§ What is needed: When you reach the line containing "A single point marks each instance of the meerkat tail" in the entries below, start writing out each line exactly, and stop after the line containing "A single point marks each instance of the white stone".

§ Collected data:
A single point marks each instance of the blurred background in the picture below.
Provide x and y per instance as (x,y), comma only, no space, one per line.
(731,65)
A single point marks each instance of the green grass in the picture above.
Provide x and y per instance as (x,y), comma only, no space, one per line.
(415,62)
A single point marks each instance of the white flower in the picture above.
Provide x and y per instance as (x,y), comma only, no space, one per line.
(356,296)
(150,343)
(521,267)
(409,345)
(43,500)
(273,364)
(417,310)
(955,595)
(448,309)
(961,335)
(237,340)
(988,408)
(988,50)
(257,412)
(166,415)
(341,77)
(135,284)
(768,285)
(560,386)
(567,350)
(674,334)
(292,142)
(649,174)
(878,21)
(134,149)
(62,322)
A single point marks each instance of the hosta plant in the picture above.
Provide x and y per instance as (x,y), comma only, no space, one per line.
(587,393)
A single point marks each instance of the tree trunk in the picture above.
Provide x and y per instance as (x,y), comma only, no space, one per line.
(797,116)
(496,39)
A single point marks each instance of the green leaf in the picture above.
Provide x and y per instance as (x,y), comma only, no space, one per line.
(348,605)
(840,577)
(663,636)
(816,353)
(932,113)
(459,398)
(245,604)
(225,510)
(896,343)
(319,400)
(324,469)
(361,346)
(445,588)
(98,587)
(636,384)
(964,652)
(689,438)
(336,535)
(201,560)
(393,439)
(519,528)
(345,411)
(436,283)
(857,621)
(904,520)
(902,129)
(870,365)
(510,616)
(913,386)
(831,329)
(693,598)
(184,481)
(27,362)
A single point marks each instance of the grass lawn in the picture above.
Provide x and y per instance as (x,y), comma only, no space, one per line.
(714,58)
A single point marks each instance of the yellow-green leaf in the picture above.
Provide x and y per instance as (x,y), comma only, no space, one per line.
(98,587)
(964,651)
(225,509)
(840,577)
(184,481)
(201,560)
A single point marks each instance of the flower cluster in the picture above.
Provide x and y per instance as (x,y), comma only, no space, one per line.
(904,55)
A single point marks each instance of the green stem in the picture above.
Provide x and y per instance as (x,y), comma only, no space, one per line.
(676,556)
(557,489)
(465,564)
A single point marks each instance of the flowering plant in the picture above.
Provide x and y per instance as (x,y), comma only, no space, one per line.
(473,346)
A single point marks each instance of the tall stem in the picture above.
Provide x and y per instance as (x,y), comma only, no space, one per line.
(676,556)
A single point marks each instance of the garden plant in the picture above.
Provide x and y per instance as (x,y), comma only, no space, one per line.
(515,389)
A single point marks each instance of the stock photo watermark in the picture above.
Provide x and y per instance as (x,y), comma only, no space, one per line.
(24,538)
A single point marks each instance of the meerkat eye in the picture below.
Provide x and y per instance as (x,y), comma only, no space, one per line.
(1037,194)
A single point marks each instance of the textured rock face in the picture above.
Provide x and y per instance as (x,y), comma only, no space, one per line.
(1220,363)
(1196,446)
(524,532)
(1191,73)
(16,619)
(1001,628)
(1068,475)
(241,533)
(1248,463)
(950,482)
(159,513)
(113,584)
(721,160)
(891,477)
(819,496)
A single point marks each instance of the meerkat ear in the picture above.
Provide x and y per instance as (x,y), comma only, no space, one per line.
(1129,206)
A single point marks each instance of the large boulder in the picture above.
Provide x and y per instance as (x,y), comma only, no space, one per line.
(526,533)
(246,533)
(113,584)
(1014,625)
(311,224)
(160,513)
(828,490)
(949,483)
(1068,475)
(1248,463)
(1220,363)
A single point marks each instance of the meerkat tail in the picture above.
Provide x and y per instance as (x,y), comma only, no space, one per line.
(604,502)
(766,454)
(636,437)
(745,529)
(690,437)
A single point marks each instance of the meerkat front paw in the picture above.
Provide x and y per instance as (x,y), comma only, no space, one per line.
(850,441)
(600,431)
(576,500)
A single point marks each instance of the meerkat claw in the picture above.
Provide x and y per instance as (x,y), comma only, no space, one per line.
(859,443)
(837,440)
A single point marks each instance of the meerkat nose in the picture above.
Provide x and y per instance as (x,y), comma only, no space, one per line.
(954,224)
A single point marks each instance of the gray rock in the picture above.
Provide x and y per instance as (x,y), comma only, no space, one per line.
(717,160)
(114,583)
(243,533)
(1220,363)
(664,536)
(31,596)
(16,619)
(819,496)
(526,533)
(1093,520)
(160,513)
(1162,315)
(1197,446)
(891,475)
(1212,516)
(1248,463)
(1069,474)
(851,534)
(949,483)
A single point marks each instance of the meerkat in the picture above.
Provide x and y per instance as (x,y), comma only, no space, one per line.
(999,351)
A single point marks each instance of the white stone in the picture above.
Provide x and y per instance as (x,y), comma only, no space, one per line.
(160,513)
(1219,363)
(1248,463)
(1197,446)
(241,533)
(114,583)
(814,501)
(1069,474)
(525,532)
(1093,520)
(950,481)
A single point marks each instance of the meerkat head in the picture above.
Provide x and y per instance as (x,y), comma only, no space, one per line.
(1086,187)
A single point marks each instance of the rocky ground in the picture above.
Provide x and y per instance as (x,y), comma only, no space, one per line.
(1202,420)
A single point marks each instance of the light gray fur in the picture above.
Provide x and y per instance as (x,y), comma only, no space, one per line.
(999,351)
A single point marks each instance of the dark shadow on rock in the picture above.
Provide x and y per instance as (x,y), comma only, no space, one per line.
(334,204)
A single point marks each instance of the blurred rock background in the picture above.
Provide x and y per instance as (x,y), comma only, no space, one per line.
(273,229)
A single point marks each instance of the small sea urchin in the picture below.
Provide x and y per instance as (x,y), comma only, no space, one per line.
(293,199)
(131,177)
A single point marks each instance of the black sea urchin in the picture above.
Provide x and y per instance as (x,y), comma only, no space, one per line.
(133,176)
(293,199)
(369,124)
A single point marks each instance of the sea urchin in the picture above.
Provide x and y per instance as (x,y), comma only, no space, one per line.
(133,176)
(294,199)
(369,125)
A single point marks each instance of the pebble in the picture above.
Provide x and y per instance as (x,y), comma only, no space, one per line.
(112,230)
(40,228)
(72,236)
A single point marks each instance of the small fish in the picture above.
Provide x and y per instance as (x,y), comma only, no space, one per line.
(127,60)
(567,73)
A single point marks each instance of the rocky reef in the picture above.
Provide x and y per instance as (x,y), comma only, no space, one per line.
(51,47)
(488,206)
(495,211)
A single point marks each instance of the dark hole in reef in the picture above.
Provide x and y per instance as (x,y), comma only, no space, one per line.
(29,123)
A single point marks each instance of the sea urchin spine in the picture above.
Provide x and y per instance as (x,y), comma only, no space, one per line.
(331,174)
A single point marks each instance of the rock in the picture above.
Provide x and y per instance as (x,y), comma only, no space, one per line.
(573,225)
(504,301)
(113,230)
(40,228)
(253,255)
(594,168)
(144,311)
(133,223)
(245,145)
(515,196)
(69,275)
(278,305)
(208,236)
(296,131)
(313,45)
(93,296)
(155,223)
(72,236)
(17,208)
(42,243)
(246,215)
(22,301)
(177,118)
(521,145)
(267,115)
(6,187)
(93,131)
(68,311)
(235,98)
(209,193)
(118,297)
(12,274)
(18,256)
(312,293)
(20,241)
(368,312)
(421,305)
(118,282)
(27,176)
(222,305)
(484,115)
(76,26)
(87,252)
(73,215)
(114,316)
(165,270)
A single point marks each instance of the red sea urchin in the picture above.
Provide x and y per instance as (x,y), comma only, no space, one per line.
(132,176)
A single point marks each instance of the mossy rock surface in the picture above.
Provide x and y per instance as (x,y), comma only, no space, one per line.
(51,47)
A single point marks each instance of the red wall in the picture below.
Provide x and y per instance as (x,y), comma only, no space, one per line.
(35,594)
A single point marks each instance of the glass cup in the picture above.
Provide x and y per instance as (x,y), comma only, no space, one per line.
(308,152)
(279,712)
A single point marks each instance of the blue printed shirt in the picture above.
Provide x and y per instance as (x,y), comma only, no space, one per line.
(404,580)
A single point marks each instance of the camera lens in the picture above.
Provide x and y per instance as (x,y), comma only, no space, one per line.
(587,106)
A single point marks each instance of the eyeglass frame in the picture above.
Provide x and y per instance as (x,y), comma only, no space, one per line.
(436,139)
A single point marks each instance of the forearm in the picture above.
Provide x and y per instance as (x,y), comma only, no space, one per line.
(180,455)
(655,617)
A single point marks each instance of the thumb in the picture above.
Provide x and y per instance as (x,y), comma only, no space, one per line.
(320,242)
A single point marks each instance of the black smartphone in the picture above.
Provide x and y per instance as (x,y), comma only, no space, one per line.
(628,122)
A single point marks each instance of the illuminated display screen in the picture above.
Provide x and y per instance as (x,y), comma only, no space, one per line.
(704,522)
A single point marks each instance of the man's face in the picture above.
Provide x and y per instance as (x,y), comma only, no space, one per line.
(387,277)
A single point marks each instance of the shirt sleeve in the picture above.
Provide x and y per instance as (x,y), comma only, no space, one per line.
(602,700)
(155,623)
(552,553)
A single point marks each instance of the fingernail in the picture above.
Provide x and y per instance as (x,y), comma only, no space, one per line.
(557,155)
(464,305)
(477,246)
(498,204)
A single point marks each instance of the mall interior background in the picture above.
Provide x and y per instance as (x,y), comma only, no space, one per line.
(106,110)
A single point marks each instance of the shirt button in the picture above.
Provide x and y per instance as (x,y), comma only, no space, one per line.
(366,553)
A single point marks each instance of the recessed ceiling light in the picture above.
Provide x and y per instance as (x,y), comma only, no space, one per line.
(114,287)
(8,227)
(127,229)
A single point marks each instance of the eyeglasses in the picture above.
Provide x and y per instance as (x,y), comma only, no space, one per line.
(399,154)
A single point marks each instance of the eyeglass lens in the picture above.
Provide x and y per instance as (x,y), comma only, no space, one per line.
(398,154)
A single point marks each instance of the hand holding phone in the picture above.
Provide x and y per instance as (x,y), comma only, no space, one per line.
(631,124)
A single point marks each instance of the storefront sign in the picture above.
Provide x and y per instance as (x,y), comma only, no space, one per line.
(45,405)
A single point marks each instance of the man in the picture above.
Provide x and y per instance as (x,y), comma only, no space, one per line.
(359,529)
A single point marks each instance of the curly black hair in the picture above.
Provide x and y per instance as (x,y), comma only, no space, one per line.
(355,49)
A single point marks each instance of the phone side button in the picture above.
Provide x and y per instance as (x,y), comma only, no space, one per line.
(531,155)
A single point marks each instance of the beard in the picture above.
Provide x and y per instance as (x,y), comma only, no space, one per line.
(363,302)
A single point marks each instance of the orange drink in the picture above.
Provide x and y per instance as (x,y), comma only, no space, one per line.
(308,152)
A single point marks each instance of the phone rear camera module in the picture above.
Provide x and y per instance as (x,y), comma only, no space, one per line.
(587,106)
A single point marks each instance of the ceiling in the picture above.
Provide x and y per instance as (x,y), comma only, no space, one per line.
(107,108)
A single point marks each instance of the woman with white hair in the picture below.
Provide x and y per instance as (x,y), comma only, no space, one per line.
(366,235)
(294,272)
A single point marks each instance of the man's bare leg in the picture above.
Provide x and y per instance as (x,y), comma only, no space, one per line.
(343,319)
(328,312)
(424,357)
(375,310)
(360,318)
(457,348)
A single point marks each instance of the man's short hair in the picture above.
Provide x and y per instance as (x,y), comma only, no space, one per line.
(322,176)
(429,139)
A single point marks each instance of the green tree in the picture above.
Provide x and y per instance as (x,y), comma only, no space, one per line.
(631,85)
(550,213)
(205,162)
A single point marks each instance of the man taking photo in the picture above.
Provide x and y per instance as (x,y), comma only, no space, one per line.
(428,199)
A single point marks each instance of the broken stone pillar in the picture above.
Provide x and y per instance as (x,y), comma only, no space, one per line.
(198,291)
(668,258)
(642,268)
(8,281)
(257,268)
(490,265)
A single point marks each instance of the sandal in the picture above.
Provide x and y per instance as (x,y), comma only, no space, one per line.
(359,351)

§ Your solution:
A single point marks each instance of the meerkat tail in the picture above.
Provide x and y per instance as (x,y), comma only, no space, one per line.
(604,502)
(766,454)
(636,437)
(745,529)
(690,437)
A single point marks each instance of the meerkat front paw in the picture above.
Provide x and y per instance as (x,y), comma only, no space, one per line.
(850,441)
(600,431)
(576,500)
A single point marks each instance of the meerkat claw in the picture above.
Provide x and y per instance as (x,y), comma only, no space, one per line.
(859,443)
(837,440)
A single point marks each instance of the meerkat nose in the picture above.
Provide x and y per instance as (x,y), comma only, no space, one per line.
(954,224)
A single point marks each instance of the gray rock in the picture above.
Provide x and y per instance as (x,y), comma only, no space, one per line.
(717,160)
(114,583)
(243,533)
(1220,363)
(664,536)
(31,596)
(16,619)
(819,496)
(526,533)
(1093,520)
(160,513)
(1162,315)
(1197,446)
(891,475)
(1212,516)
(1248,463)
(1069,474)
(851,534)
(949,483)
A single point marks each instance of the meerkat in the picture above.
Provide x and y per instance as (x,y), comma only, no space, one per line.
(999,351)
A single point marks each instance of the white stone in the picture above.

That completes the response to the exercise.